Twenty (9%) and 24 cases (11%) of normal colorectal mucosa were immunoreactive for cortactin and FAK. In addition, 184 (84%) and 133 cases (61%) of CRCs were immunoreactive for cortactin and FAK, respectively. Cortactin expression was associated with histologic differentiation and FAK expression. Cortactin, but not FAK expression was also correlated with poor overall and relapse-free survival and served well as an independent prognostic factor for poor survival.

Conclusions

Cortactin expression, in association with FAK expression, may plays an important role in tumor progression. Furthermore, it may also be a satisfactory biomarker to predict tumor progression and survival in CRC patients.

- **MATERIAL PROVIDED**:
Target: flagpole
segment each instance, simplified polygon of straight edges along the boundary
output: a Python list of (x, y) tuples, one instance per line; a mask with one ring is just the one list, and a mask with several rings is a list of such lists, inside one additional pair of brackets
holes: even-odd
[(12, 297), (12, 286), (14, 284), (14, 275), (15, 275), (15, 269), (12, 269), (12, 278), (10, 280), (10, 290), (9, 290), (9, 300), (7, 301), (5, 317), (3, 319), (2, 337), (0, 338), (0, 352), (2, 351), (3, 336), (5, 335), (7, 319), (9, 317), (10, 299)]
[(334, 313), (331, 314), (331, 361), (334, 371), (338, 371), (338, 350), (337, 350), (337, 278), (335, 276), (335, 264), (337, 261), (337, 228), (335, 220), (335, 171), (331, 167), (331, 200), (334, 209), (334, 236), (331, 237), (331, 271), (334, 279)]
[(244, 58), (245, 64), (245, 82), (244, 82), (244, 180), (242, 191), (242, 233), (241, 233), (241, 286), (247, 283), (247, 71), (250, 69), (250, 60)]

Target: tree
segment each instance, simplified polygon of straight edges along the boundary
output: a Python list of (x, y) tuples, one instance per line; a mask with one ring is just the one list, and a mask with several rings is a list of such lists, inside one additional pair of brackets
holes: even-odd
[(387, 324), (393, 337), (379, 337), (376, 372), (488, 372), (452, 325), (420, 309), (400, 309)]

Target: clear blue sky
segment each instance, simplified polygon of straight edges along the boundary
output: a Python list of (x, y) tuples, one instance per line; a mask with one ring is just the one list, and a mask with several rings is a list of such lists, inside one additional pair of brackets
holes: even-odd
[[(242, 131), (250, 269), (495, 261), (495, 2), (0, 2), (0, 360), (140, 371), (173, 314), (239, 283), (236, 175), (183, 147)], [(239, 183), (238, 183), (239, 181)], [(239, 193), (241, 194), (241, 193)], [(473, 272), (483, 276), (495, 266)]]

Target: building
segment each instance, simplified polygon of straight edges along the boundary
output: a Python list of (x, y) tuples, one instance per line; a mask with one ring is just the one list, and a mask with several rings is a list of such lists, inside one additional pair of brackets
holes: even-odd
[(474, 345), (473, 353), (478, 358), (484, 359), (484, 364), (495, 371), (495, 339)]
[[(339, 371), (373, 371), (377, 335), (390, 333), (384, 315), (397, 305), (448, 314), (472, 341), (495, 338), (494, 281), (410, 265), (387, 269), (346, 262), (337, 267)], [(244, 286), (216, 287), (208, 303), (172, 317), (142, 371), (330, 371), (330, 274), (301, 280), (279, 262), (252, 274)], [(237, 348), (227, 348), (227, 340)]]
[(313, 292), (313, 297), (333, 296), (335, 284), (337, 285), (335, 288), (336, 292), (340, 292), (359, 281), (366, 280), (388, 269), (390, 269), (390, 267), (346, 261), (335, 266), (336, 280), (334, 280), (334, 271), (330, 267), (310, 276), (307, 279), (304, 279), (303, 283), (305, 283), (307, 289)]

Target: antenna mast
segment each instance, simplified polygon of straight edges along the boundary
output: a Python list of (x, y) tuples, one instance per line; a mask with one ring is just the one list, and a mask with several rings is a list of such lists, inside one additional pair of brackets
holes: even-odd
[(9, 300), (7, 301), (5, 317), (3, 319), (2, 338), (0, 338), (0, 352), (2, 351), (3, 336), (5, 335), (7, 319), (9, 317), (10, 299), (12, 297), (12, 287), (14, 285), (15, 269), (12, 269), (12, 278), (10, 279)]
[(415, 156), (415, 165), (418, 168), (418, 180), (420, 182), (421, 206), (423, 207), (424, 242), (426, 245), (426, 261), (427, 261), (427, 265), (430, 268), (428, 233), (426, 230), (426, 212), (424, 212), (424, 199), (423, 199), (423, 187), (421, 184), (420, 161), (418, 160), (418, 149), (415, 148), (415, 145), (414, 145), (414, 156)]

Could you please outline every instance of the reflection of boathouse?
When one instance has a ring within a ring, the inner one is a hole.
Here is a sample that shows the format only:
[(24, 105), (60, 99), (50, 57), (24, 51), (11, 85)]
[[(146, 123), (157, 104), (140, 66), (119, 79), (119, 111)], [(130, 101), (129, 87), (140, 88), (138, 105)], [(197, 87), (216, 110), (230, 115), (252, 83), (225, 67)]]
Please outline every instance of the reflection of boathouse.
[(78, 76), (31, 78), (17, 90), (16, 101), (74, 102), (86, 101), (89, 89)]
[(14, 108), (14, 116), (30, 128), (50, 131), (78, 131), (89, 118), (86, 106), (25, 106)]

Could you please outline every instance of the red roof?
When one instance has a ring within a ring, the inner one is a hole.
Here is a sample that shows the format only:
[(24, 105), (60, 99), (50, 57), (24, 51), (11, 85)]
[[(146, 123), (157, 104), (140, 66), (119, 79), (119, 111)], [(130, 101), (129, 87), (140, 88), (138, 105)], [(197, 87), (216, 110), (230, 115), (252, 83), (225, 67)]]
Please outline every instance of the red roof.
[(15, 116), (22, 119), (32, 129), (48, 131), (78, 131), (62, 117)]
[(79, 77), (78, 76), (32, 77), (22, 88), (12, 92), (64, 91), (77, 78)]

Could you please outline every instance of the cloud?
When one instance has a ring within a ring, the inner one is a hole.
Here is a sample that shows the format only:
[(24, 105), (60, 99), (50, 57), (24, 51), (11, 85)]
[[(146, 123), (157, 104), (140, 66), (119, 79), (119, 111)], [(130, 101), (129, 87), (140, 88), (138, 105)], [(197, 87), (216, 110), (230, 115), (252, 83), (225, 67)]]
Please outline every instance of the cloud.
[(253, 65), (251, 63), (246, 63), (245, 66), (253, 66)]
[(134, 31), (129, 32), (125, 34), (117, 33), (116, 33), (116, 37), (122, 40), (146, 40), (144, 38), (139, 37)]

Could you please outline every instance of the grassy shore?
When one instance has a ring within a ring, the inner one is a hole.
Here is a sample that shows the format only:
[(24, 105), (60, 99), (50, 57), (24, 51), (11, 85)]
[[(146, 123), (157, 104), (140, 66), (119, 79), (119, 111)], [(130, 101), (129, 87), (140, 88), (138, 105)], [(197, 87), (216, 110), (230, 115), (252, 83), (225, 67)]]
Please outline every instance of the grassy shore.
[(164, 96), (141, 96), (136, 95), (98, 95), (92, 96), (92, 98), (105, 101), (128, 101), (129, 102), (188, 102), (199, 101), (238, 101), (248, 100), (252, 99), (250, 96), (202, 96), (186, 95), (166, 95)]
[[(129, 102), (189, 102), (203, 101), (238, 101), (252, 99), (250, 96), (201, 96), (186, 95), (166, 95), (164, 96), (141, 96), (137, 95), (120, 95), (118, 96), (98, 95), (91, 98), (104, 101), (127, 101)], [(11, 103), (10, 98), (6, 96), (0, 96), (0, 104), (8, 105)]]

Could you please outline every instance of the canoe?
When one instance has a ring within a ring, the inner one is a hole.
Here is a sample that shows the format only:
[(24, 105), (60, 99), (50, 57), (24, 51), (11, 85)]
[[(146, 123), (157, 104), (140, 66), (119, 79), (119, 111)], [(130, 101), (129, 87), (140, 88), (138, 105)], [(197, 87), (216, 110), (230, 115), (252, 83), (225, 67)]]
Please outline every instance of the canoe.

- **WHAT TO PRODUCE**: From the colorectal cancer abstract, output the passage starting with "Conclusions" and going on through "in CRC patients.", copied verbatim.

- **ANSWER TO THE EXERCISE**:
Conclusions

Cortactin expression, in association with FAK expression, may plays an important role in tumor progression. Furthermore, it may also be a satisfactory biomarker to predict tumor progression and survival in CRC patients.